__Passage to read__
>> begin

Created attachment 165117 [details] Verbose kernel panic textual information When copying files from an ext4 partition on device ada1 mounted read-only to a user's home directory on the FreeBSD root (UFS) partition on device ada0, a kernel panic occurs after around 100 files are copied. It appears at least one other person has experienced this recently: http://freebsd.1045724.n5.nabble.com/Ext4-Kernel-Panic-td6025605.html This kernel panic happens after a fresh install with NO packages or ports installed yet and both before AND after performing system update with freebsd-update. COMMANDS ISSUED (under root account): - - - # mount -t ext2fs -o ro /dev/ada1p4 /mnt/adisk # cd /mnt/adisk # ls lost+found will # cp -Rnv will /home/will (KP happens after about 100 files copied) - - - CRASH INFO: - - - Dump header from device /dev/ada0p3 Architecture: amd64 Architecture Version: 2 Dump Length: 714723328B (681 MB) Blocksize: 512 Dumptime: Tue Jan 5 10:51:56 2016 Hostname: will-freebsd Magic: FreeBSD Kernel Dump Version String: FreeBSD 10.2-RELEASE #0 r286666: Wed Aug 12 15:26:37 UTC 2015 root@releng1.nyi.freebsd.org:/usr/obj/usr/src/sys/GENERIC Panic String: __lockmgr_args: recursing on non recursive lockmgr getblk @ (null):0 Dump Parity: 3650188378 Bounds: 1 Dump Status: good - - - The more verbose crash text is attached.
Testing the same ext4->UFS copy with FreeBSD 10.2 amd64 in VirtualBox also yields the same kernel panic with the same panic type, so it appears to rule out hardware. I also tried adding 'sync' to the mount options in /etc/fstab but this made no difference...the kernel panic still happens.
I noticed pfg@ (CC'd) just fixed a panic in reading ext4 recently. He may have some additional insight.
Thank you for the report: it is unclear if this is a new panic. I am CC'ing Zheng Liu as he is the ext4 implementation expert.

>> end

__Dataset records__
>> begin

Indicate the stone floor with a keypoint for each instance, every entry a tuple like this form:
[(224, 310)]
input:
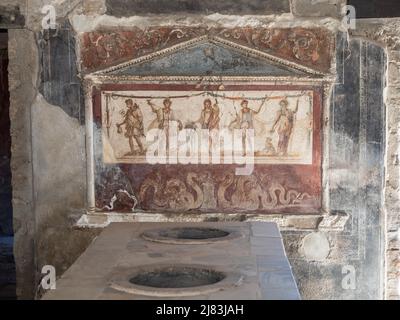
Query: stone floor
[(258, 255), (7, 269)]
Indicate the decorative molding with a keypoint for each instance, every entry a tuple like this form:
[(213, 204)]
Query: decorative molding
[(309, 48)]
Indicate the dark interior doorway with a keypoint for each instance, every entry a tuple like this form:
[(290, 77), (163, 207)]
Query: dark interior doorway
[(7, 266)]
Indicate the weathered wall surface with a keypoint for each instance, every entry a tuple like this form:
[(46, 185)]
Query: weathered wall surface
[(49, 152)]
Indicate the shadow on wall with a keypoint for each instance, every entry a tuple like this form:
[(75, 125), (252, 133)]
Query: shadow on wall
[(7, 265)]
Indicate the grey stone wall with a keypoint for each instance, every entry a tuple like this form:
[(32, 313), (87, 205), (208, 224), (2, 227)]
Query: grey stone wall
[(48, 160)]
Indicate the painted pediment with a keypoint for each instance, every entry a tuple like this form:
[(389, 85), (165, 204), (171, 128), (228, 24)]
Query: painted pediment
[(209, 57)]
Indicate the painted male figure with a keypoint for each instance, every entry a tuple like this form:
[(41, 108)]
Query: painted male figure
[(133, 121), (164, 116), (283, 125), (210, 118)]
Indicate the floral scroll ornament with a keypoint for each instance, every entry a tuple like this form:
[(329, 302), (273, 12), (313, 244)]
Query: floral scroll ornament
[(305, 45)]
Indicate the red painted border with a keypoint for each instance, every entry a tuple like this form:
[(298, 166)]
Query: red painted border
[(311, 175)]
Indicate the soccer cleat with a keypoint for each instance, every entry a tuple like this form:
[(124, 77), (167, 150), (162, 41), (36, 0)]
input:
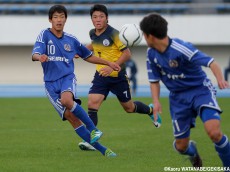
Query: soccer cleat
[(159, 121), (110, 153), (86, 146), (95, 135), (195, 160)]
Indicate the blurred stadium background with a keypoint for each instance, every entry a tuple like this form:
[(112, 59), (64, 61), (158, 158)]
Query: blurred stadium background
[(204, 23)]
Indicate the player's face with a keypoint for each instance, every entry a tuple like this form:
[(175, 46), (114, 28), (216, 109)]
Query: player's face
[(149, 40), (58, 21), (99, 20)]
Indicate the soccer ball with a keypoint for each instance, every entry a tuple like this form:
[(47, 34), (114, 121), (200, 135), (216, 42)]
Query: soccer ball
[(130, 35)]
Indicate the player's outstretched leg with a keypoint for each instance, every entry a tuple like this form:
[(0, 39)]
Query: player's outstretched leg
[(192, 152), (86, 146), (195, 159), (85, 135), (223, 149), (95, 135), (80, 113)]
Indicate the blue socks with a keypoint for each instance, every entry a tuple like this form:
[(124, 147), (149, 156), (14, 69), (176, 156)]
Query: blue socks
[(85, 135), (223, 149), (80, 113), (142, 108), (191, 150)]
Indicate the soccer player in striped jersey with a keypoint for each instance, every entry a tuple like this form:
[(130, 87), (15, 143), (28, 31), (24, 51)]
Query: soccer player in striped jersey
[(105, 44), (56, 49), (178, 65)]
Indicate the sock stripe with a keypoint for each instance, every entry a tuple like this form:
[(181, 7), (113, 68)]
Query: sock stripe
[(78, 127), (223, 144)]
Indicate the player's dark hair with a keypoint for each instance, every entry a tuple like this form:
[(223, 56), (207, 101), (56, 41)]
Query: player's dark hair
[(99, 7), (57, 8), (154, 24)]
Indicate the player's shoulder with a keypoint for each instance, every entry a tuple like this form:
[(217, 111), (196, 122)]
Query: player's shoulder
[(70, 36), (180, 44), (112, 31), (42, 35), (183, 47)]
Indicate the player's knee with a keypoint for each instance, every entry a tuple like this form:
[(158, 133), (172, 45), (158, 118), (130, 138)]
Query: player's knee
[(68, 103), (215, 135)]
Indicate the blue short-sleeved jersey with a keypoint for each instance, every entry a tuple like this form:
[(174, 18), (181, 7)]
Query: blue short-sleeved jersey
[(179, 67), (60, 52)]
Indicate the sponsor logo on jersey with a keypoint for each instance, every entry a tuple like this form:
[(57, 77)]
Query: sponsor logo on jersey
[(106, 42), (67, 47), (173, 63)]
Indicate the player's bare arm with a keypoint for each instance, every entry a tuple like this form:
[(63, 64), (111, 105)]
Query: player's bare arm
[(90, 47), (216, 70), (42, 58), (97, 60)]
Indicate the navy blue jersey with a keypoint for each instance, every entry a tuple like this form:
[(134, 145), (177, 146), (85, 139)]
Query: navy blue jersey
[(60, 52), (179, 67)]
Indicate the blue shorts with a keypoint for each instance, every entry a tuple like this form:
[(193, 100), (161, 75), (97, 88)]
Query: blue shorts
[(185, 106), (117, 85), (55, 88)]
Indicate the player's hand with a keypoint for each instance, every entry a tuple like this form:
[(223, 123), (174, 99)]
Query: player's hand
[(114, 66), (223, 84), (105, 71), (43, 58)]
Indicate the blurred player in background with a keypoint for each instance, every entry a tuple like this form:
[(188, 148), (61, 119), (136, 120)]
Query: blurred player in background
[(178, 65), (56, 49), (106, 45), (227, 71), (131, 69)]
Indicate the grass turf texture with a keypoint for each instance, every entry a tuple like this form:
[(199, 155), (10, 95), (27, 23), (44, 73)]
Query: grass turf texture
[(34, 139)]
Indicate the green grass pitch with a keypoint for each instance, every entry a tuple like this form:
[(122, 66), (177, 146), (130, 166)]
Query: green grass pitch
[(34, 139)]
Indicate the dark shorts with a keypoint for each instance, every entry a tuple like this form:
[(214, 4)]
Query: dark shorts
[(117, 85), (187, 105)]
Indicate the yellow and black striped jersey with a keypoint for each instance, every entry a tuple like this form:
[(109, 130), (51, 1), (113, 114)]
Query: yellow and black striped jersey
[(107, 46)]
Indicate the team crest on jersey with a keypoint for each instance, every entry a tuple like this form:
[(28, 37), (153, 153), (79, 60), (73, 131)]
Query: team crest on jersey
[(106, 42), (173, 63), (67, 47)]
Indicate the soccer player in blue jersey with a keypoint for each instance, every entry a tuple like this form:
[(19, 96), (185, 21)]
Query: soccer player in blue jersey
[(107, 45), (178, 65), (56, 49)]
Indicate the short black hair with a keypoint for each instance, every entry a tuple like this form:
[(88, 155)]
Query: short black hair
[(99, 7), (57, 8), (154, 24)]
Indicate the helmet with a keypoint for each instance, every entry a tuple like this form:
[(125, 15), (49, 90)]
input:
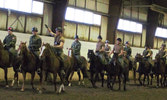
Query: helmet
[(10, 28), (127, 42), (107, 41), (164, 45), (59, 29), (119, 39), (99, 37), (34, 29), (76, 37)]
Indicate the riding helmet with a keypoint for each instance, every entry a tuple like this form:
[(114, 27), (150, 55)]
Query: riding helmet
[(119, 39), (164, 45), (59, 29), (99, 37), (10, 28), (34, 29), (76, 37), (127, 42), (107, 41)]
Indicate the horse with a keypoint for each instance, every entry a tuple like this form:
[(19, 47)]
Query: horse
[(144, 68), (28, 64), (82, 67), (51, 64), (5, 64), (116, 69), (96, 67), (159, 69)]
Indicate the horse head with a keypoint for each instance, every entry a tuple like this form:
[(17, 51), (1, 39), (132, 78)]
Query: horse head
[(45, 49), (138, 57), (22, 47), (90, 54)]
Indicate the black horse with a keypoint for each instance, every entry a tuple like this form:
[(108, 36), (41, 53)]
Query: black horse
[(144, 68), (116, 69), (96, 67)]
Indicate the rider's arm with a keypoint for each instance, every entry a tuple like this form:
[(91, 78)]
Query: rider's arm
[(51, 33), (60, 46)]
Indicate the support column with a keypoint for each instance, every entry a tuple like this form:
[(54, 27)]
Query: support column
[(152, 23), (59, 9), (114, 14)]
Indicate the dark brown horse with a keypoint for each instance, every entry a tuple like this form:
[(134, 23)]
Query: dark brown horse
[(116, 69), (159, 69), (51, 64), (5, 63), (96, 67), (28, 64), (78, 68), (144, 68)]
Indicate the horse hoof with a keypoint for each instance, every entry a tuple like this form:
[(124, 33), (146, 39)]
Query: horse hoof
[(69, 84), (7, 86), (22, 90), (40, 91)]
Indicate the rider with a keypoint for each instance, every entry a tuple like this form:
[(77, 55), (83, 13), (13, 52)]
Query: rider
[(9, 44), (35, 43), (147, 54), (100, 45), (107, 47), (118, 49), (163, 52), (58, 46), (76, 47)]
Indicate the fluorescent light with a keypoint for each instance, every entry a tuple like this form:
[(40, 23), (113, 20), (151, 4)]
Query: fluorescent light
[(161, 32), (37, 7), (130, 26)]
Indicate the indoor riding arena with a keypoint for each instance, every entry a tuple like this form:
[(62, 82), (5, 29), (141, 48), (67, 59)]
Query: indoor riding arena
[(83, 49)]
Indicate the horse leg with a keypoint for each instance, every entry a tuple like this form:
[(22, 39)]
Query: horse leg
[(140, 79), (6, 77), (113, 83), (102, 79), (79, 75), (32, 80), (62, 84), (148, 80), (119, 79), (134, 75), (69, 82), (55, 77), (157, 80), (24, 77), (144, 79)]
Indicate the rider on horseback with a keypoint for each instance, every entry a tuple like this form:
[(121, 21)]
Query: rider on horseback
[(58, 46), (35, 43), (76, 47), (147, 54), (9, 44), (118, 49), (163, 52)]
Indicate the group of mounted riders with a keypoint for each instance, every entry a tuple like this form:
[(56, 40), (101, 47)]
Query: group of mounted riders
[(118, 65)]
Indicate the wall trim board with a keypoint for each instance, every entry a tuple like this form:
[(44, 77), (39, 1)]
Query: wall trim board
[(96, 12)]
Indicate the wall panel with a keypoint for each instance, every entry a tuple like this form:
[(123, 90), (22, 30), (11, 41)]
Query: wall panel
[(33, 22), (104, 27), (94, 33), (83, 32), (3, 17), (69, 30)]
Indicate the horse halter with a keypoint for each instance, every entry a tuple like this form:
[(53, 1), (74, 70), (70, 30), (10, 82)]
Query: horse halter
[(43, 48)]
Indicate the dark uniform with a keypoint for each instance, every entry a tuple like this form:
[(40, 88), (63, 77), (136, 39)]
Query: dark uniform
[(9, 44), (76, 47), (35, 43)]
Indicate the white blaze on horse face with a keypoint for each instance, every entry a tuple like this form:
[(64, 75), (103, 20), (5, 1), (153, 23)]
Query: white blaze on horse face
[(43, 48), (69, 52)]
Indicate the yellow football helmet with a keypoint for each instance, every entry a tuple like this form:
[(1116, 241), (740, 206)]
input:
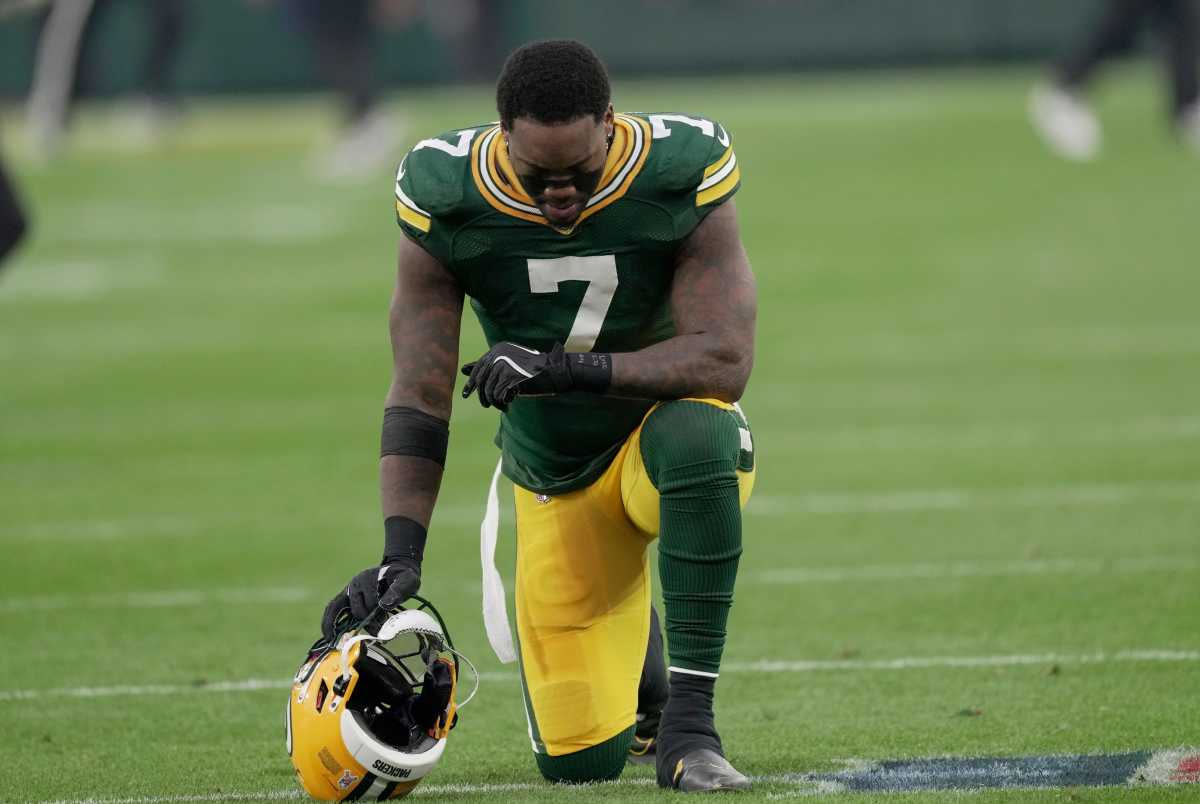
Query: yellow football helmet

>> end
>> begin

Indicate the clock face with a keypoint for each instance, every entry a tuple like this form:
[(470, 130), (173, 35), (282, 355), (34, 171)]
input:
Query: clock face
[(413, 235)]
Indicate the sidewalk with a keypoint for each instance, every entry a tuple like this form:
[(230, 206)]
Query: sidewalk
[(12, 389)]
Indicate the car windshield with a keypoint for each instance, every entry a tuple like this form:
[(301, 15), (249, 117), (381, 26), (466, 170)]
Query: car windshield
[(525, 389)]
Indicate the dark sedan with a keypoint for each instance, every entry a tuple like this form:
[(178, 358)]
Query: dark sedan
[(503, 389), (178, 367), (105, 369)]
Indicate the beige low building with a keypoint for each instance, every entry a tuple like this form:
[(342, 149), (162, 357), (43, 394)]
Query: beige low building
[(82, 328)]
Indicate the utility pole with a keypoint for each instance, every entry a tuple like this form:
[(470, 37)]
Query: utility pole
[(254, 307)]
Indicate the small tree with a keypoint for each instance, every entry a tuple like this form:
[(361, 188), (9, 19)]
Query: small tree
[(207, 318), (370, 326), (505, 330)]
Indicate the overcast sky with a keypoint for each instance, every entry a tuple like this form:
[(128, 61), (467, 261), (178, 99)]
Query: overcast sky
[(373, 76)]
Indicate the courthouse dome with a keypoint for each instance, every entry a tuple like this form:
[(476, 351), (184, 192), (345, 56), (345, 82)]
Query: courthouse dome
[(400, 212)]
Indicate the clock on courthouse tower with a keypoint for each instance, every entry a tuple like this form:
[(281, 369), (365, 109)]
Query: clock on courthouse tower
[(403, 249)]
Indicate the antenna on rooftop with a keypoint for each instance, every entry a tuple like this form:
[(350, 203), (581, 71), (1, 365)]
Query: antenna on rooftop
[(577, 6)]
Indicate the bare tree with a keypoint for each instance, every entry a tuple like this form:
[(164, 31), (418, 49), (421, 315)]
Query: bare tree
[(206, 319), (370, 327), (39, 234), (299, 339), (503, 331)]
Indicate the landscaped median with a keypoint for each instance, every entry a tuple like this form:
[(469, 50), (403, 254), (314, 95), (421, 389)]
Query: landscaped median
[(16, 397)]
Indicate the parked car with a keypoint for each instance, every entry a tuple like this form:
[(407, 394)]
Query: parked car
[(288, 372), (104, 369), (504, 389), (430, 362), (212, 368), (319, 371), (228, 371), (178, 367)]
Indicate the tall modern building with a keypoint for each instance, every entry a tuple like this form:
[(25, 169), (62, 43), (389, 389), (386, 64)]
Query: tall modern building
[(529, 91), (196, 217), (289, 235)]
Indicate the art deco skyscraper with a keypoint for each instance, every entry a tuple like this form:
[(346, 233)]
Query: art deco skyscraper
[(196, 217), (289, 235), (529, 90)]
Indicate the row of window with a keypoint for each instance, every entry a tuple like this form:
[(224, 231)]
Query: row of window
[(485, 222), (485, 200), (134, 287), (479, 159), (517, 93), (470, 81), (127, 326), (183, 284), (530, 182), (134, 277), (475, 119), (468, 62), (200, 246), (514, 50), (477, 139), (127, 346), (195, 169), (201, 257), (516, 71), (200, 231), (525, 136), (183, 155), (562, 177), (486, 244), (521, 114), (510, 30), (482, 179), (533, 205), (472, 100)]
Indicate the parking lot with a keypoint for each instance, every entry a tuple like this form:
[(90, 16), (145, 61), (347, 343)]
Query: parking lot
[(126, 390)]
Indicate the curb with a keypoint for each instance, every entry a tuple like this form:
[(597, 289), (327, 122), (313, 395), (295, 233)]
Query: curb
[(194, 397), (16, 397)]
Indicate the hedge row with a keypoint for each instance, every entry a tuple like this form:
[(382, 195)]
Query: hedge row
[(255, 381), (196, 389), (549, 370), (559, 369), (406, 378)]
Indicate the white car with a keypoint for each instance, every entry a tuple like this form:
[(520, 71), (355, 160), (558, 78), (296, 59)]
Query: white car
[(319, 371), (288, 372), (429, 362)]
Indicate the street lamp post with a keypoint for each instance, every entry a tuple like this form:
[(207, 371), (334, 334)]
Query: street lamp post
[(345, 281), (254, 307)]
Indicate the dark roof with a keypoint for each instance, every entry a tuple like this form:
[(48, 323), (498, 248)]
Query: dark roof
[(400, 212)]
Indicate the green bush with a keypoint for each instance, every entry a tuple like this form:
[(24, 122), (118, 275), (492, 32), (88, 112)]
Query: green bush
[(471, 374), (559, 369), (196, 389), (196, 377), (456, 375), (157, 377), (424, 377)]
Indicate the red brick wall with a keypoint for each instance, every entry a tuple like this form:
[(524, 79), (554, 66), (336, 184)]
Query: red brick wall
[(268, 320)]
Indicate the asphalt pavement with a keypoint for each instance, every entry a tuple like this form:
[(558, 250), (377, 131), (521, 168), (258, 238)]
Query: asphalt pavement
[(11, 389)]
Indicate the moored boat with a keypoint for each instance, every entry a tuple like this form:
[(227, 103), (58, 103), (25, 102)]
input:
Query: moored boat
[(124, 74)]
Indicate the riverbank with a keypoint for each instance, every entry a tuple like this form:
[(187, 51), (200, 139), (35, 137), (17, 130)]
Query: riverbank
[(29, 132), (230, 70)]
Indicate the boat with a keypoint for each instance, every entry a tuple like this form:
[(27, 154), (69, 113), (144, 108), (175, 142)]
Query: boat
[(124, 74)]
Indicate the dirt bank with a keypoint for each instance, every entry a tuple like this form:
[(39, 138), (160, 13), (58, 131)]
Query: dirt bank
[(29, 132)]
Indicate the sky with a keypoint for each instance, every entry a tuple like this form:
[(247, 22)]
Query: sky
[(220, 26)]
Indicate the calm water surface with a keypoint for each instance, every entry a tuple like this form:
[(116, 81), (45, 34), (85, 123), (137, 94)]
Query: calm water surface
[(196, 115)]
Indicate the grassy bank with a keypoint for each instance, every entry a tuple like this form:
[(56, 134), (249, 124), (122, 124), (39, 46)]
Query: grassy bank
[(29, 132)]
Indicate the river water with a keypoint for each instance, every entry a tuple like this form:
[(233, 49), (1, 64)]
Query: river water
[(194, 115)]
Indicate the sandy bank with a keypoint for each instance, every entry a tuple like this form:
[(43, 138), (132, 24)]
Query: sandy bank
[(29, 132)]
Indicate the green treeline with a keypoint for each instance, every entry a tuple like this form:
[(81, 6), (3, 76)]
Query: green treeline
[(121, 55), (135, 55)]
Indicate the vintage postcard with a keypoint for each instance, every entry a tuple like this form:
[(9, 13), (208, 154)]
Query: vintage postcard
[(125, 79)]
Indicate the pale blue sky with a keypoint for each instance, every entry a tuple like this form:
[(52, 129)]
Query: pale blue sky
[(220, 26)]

>> end
>> begin

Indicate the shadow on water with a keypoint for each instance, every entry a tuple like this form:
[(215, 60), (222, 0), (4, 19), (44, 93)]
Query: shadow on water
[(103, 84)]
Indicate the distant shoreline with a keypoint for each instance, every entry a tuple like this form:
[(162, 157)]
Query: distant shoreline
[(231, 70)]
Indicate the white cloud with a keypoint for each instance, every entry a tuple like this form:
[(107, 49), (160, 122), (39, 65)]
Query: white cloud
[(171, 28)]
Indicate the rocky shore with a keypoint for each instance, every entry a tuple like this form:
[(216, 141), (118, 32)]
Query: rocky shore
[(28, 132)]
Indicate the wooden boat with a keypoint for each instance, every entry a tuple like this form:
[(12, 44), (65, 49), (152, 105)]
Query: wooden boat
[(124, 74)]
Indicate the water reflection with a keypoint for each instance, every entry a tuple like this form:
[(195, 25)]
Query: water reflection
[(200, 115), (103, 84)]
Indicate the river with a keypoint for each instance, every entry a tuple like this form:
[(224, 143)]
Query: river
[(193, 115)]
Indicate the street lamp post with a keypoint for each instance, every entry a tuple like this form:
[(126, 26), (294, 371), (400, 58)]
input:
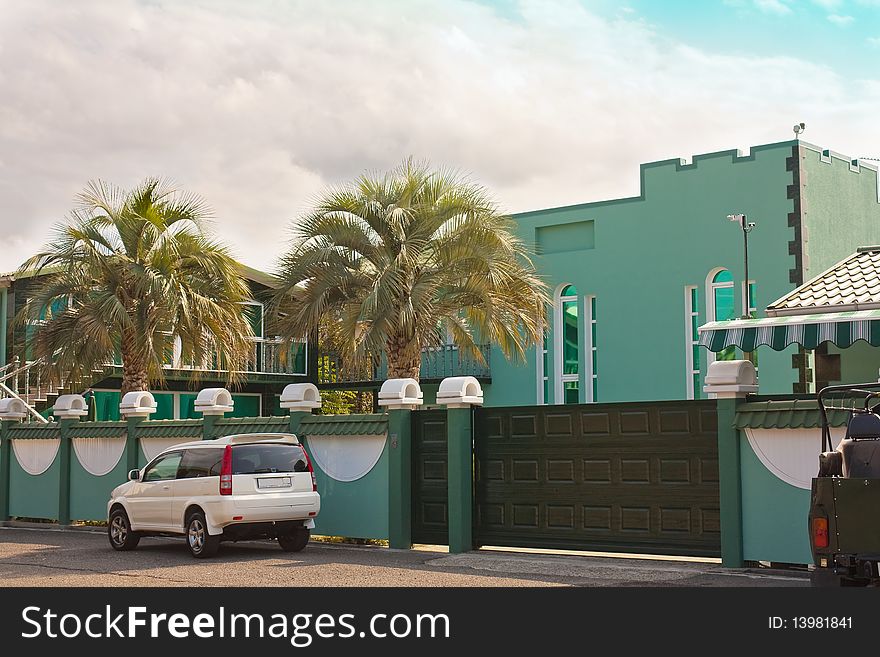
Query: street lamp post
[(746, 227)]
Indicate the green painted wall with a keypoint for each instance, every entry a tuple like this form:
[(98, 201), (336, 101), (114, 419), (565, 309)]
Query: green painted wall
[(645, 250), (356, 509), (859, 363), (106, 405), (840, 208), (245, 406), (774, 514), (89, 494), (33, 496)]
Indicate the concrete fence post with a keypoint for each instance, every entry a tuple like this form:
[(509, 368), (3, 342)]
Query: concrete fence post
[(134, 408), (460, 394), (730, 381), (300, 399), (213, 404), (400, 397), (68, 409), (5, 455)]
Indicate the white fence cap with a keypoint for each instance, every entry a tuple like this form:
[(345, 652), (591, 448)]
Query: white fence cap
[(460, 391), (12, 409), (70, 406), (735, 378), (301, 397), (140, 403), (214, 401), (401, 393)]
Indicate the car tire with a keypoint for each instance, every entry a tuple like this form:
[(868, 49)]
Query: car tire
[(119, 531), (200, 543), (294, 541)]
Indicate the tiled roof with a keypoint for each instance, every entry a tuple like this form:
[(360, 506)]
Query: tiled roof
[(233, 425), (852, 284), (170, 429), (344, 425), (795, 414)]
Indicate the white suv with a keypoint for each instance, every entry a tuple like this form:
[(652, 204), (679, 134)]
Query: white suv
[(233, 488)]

>> end

__Given exercise A__
In the ext4 kernel panic report, do the following statements agree with the text? (i) The panic first appeared only after packages had been installed. (ii) The ext4 partition was mounted read-only. (iii) Adding 'sync' to the mount options stopped the panic. Answer yes or no for each, quoting the deciding words.
__Given exercise B__
According to the ext4 kernel panic report, why does the reporter think hardware is not the cause? Answer in one to three sentences.
__Given exercise C__
Write the next message in the ext4 kernel panic thread, following on from its last post.
The items have nothing to do with what is asked here.

__Final result A__
(i) No: "This kernel panic happens after a fresh install with NO packages or ports installed yet"
(ii) Yes: "an ext4 partition on device ada1 mounted read-only"
(iii) No: "this made no difference...the kernel panic still happens"

__Final result B__
The same ext4-to-UFS copy was tested with FreeBSD 10.2 amd64 in VirtualBox. It produced the same kernel panic with the same panic type. Because of this, the reporter concludes that hardware appears to be ruled out.

__Final result C__
sys_write -> write -> ext2_bmap -> ext4_ext_find_extent -> ... -> panic, so looks like a memory mapped file is being written, during which reading from the mapped memory causes a panic. It seems a specific file is causing this (as opposed to iteration over the filesystem). You could try to narrow it down - use "find" to find the 100th or so file you suspect, and then copy the files you suspect are causing the panic to narrow it down to the single file that actually does. I suspect that file is sparse, causing a different manifestation of bug 205816 (panic instead of garbage data). Could you test the patch from there?
(In reply to Damjan Jovanovic from comment #4) Thank you. The file that it happens on is different each time, and as far as I can tell, they are not sparse files.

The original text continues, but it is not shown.